EXERCISE:
Continue the reading notes on the Universal Domain Adaptation paper below, picking up right after their final line.

GIVEN PASSAGE:
***
【論文閱讀】Universal Domain Adaptation

Universal Domain Adaptation

SUMMARY@2020/3/27

文章目錄

Motivation

This paper focuses on its special setting of universal domain adaptation, where

no prior information about the target label sets is provided.
we know source domain with labeled data.

The following figure shows this motivation of this setting.

and the following show some settings of this universal domain adaptation:

Related Work

This work is partly based on some early works of partially set domain adaptation by Mingsheng Long group, like:

SAN (Partial Transfer Learning with Selective Adversarial Networks)
- utilizes multiple domain discriminators with class level and instance-level weighting mechanism to achieve per-class adversarial distribution matching.
PADA (Partial adversarial domain adaptation)
- only one adversarial network and jointly applying class-level weighting on the source classifier
- haven’t yet read

and some of others’ relative work of :

IWAN (Importance weighted adversarial nets for partial domain adaptation)
- constructs an auxiliary domain discriminator to quantify the probability of a source sample being similar to the target domain.
- haven’t yet read

And these works all partly applies the idea of adversarial network GAN and domain adaptation version GAN:

GAN (Generative Adversarial Nets)
DANN( Domain-Adversarial Training of Neural Networks)
- adversarial-based, deep method domain adaptation

Challenges / Aims /Contribution

Under the universal domain adaptation setting, our goal now is to match the common categories in source and target domain. The main challenges of solving this universal problem are:

how to deal with the $\bar {C_S}$ part which is unrelated part of source domain to circumvent negative transfer for target domain
effective domain adaptation between related part of source domain and target domain
learn model (feature extraction & classifier )to minimize the target risk in the common set $C$

Method Proposed

UAN(universal adaptation network) is composes of 4 parts in training phase as following figure shows.

Feature extractor $F$

find good features that match source and target
good features to be used by classifier

Label classifier $G$

compute prediction label $\hat y = G(F(x)) \in C_S$ (source domain label set)
***
LISTING:
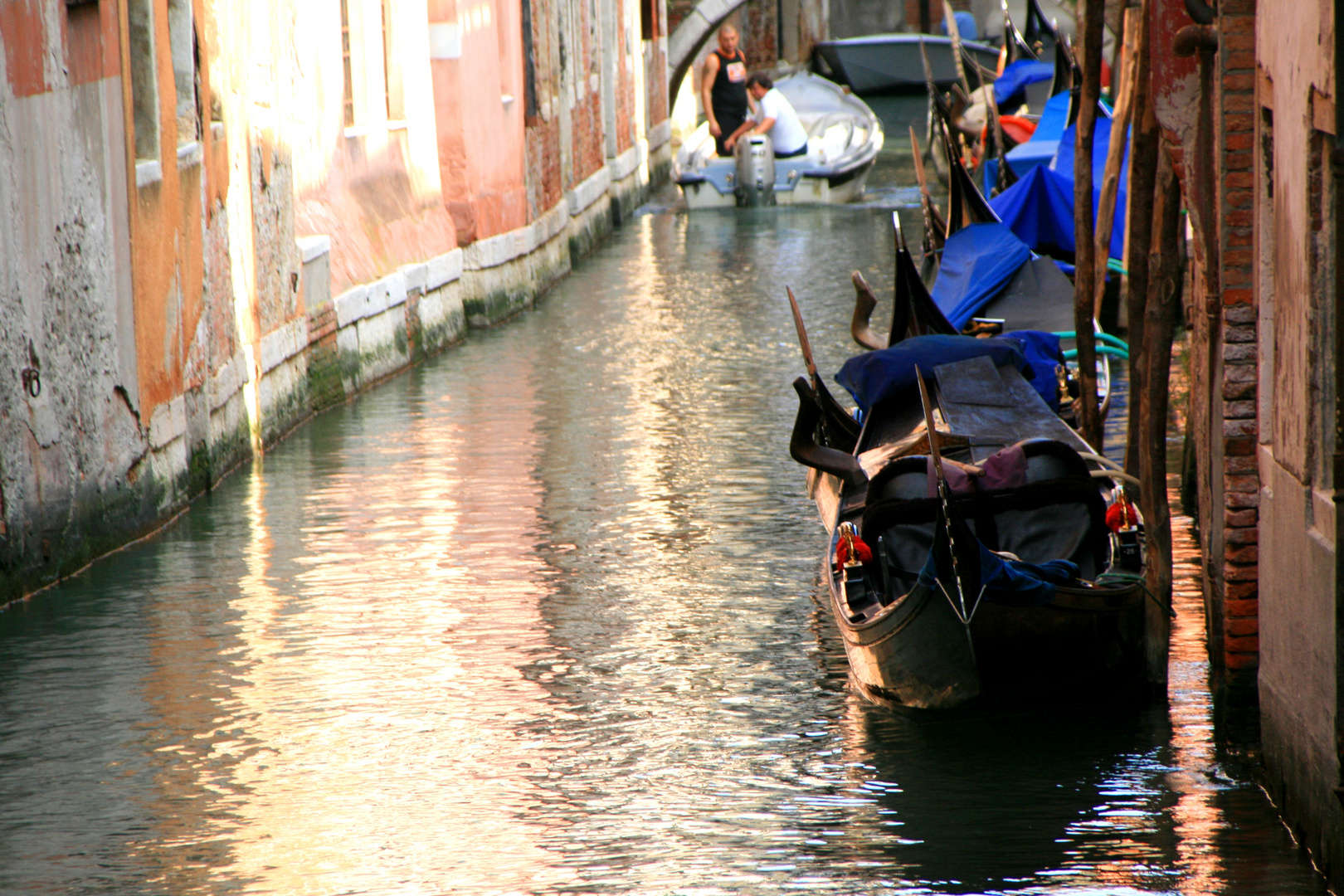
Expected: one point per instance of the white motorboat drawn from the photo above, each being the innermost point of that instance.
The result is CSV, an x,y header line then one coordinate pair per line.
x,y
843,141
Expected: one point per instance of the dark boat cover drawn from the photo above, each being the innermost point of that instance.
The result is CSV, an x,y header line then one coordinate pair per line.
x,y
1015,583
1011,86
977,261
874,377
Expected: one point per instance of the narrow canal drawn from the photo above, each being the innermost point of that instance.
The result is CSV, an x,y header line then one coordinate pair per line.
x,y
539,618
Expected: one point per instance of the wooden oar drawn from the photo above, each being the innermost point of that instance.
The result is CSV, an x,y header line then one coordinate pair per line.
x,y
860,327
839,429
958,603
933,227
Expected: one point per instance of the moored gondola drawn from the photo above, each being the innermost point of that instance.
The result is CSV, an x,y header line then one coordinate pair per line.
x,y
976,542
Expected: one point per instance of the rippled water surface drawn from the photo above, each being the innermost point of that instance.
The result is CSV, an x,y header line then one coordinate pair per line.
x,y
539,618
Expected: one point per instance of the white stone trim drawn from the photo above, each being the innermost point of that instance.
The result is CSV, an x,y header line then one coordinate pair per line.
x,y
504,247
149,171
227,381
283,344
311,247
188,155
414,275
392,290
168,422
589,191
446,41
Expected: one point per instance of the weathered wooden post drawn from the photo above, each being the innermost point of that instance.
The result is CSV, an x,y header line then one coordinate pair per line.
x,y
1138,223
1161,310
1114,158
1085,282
***
RESULT OF THE TASK:
classification loss need to be minimized by good parameters of $F$ and $G$
$E_G = \mathbb E_{(\mathrm{x,y})\sim p}L(\mathrm{y},G(F(\mathrm x)))$

Non-adversarial domain discriminator $D^\prime$

compute similarity of each $\rm x$ to source domain
- $\hat d^\prime = D^\prime(\rm z) \in[0,1]$
- $\hat d^\prime \rightarrow 1 $ if x is more similar to source
domain classification loss need to be minimized, thus end up with good $\hat d^\prime$ output for every sample from both source and target domain:
$E_{D^\prime} = - \mathbb E_{\mathrm{x}\sim p}\mathrm{log}(D^\prime(F(\mathrm x))) - \mathbb E_{\mathrm{x}\sim q}\mathrm{log}(1- D^\prime(F(\mathrm x)))$
hypothesis: expectation of similarity value from different label set distribution will be used in weighting adversarial domain discriminator D:
$\mathbb E_{\mathrm x\sim {p_{\bar {C_S}}}} {\hat d^\prime} > \mathbb E_{\mathrm x\sim {p_{ {C}}}} {\hat d^\prime} > \mathbb E_{\mathrm x\sim {q_{{C}}}} {\hat d^\prime} > \mathbb E_{\mathrm x\sim {q_{\bar {C_t}}}} {\hat d^\prime}$
not used in adversarial, since it is the same as in DANN, which aims at matching the exactly same source and target label space. may cause negative transfer in universal setting.

Adversarial domain discriminator $D$

aims at discriminate source and target in the common label set $C$
domain discriminate loss: needs to be minimized for good discriminator; needs to be maximized which equals the good representation of feature extractor:
$E_{D} = - \mathbb E_{\mathrm{x}\sim p}w^s(\mathrm x)\mathrm{log}(D^\prime(F(\mathrm x))) - \mathbb E_{\mathrm{x}\sim q}w^t(\mathrm x)\mathrm{log}(1- D^\prime(F(\mathrm x)))$
add big weights for samples from common label set in both source and target domain , aims at maximally match the source and target domain specially in common label set.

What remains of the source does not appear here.